▶ Try it: Taking the line with "Target: pink shirt" as the first and the last line of the entries as the final one, copy that span exactly.

------ Dataset

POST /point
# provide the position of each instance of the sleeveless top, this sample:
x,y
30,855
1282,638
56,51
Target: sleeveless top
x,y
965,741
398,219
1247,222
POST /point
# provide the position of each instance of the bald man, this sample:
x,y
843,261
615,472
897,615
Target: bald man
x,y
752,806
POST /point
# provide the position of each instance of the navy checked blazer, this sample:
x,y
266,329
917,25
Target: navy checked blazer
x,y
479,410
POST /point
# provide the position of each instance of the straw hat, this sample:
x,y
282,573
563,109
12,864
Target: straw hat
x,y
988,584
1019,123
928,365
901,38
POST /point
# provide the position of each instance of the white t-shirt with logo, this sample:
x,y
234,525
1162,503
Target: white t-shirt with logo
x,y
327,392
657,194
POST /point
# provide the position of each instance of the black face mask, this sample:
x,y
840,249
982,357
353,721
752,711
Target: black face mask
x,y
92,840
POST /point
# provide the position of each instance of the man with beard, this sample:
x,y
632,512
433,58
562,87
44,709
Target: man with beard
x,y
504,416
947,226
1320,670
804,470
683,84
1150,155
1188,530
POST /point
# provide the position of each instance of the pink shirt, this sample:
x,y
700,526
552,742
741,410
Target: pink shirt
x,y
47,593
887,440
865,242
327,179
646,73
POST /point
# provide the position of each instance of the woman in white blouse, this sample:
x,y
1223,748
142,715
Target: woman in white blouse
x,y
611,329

------------

▶ Result:
Target: pink shirt
x,y
47,593
887,440
865,242
327,179
646,73
POST /point
# provide the position of each instance of the woman in white blouse, this sample:
x,y
1223,748
142,715
Target: woman in white blouse
x,y
611,329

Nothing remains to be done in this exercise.